» TRAVAIL DEMANDÉ
• a. D'après le texte à lire, depuis combien de temps Arla Pro est-il présent sur le marché français ?
• b. Résumez sous forme de liste le paragraphe du texte à lire qui commence par « De son côté, l’enseigne Dubble », en conservant ses principaux faits.
• c. Transcrivez fidèlement le passage du texte à lire qui commence par « De son côté, l’enseigne » et se poursuit jusqu'à « lait de vache. » inclus.

» TEXTE À LIRE
+===+

De son côté, l’enseigne Dubble a récemment fait parler de son initiative d’inscrire les algues sur sa carte printanière. De même, les légumes fermentés, les baies ou encore les légumineuses n’ont plus rien d’anecdotique dans ce genre de plat. Bonduelle commercialise d’ailleurs une nouvelle référence d’edamame surgelé. La marque du conserveur Charles Christ s’est, quant à elle, lancée dans deux nouvelles références de kimchi. Du côté des garnitures laitières ou des substituts végétaux également, de nombreuses références attaquent désormais le marché. Le Danois Arla Pro, présent sur le marché français depuis cinq ans, se positionne en priorité sur le marché de la pizza, avec des mozzarellas étudiées pour cet usage, mais aussi avec des produits pensés spécifiquement pour le snacking. La marque propose ainsi une nouvelle référence de dés de fromage façon feta, mais au lait de vache.

+===+

» DONNÉES FOURNIES
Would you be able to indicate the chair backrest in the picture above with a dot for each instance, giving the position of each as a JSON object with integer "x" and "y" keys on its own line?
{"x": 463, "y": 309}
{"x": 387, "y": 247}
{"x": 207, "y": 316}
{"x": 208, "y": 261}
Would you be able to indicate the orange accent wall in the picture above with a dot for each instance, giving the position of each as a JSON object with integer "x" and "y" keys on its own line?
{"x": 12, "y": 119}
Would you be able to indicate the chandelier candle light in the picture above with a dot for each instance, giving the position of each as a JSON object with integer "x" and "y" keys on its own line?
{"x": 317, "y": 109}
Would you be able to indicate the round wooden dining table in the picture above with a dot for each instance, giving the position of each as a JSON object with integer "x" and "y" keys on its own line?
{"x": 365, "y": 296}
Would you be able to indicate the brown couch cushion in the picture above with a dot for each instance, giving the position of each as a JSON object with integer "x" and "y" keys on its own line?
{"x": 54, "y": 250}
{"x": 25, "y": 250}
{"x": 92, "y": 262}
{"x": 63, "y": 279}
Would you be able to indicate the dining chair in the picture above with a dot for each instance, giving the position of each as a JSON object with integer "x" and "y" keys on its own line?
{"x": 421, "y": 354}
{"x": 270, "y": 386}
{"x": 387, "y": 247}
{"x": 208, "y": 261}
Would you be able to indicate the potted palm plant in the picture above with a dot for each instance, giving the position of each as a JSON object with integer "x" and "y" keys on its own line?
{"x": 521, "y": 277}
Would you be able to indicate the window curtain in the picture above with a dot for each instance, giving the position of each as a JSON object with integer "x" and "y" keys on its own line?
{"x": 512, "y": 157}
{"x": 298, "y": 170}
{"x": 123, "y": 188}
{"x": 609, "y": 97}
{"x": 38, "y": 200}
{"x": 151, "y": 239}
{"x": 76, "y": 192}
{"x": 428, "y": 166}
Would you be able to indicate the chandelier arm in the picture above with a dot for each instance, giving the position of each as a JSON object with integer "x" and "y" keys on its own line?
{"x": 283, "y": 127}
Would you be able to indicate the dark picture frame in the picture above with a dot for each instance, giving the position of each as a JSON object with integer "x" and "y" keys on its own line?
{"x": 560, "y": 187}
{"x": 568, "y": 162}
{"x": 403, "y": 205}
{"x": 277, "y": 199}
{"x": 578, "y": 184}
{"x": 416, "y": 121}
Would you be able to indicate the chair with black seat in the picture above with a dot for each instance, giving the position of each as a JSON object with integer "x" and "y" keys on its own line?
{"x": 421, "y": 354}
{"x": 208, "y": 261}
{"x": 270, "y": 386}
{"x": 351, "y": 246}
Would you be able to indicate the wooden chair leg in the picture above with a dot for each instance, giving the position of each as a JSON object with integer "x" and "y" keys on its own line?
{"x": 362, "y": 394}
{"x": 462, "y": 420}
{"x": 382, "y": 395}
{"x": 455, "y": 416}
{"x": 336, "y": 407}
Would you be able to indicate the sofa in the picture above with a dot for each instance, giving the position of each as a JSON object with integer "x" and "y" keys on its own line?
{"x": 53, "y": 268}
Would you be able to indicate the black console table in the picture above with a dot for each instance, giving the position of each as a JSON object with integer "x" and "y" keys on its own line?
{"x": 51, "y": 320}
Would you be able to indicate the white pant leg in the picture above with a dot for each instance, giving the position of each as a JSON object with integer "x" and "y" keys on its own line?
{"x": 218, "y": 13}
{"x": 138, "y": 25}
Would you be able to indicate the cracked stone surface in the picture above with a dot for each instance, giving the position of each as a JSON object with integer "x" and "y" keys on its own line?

+===+

» LISTE DES RÉPONSES
• a. Depuis cinq ans.

• b.
- L'enseigne Dubble a inscrit les algues sur sa carte printanière.
- Les légumes fermentés, les baies et les légumineuses sont désormais courants dans ce genre de plat.
- Bonduelle commercialise une nouvelle référence d'edamame surgelé.
- La marque du conserveur Charles Christ a lancé deux nouvelles références de kimchi.
- De nombreuses références de garnitures laitières et de substituts végétaux arrivent sur le marché.
- Le Danois Arla Pro, présent en France depuis cinq ans, vise surtout la pizza avec des mozzarellas adaptées, ainsi que le snacking.
- Arla Pro propose de nouveaux dés de fromage façon feta, au lait de vache.

• c.
De son côté, l’enseigne Dubble a récemment fait parler de son initiative d’inscrire les algues sur sa carte printanière. De même, les légumes fermentés, les baies ou encore les légumineuses n’ont plus rien d’anecdotique dans ce genre de plat. Bonduelle commercialise d’ailleurs une nouvelle référence d’edamame surgelé. La marque du conserveur Charles Christ s’est, quant à elle, lancée dans deux nouvelles références de kimchi. Du côté des garnitures laitières ou des substituts végétaux également, de nombreuses références attaquent désormais le marché. Le Danois Arla Pro, présent sur le marché français depuis cinq ans, se positionne en priorité sur le marché de la pizza, avec des mozzarellas étudiées pour cet usage, mais aussi avec des produits pensés spécifiquement pour le snacking. La marque propose ainsi une nouvelle référence de dés de fromage façon feta, mais au lait de vache.